#### TEXTO MOSTRADO:
■ ■ ■ ■ ■

El largo título del libro es elocuente y merecido. El río Congo. Descubrimiento, exploración y explotación del río más dramático de la tierra recorre, en casi quinientas páginas, una historia impresionante de osadía, despojo, explotación y muerte, a lo largo del curso del río majestuoso que recorre el corazón de África. El corazón de las tinieblas. El Nilo, el Congo y el Níger, los tres grandes ríos africanos, despertaron desde muy antiguo la imaginación y la inquietud en Occidente, pero, de los tres, el Congo fue siempre el más misterioso, porque su curso errante recorría los lugares más ignotos del continente más tardío en su incorporación a los mapas.

El río que se traga a los demás ríos. Tal parece ser la raíz etimológica de Zaire, incorrecta pronunciación en portugués "de la antigua voz kikongo nzadi o nzere", que significa precisamente eso y que por ello ha sido reinvindicada por el nacionalismo africano como el auténtico nombre del río y del país que se extiende en una de sus riberas. Pero, como bien apunta Forbath, el nombre Congo despierta innumerables ecos en la memoria colectiva y sigue presente en la historia contemporánea, además de ser, por cierto, una voz de auténtico e incontaminado origen africano.

■ ■ ■ ■ ■

#### MATERIAL PROPORCIONADO:
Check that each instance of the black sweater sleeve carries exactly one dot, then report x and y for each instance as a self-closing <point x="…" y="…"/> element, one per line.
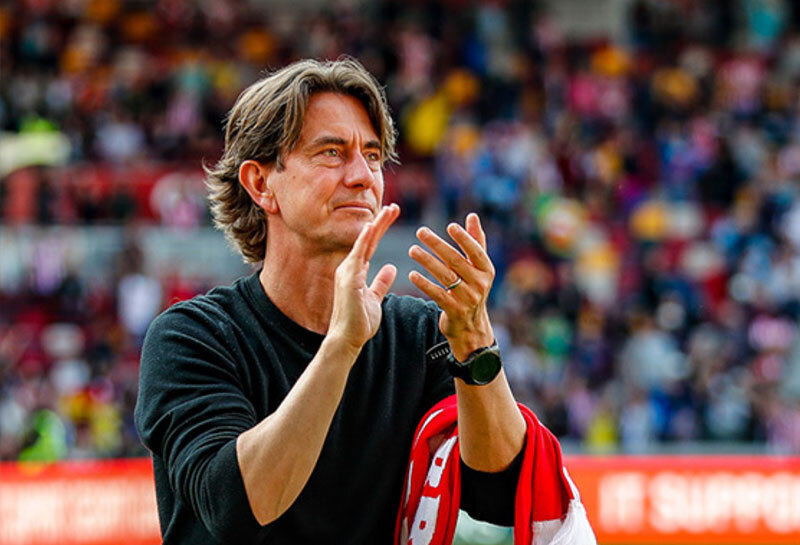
<point x="189" y="413"/>
<point x="489" y="497"/>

■ ■ ■ ■ ■

#### ENUNCIADO A:
Responde a estas preguntas a partir del texto sobre el río Congo:
(i) ¿Cuántas páginas tiene aproximadamente el libro?
(ii) ¿Cuáles son los tres grandes ríos africanos que se nombran?
(iii) ¿Qué significa la antigua voz kikongo de la que procede el nombre Zaire?
#### ENUNCIADO B:
Reproduce literalmente el pasaje del texto sobre el río Congo que va desde "El río que se" hasta "incontaminado origen africano.", incluidas ambas expresiones.

#### SOLUCIÓN A:
(i) Casi quinientas páginas.
(ii) El Nilo, el Congo y el Níger.
(iii) El río que se traga a los demás ríos.

#### SOLUCIÓN B:
El río que se traga a los demás ríos. Tal parece ser la raíz etimológica de Zaire, incorrecta pronunciación en portugués "de la antigua voz kikongo nzadi o nzere", que significa precisamente eso y que por ello ha sido reinvindicada por el nacionalismo africano como el auténtico nombre del río y del país que se extiende en una de sus riberas. Pero, como bien apunta Forbath, el nombre Congo despierta innumerables ecos en la memoria colectiva y sigue presente en la historia contemporánea, además de ser, por cierto, una voz de auténtico e incontaminado origen africano.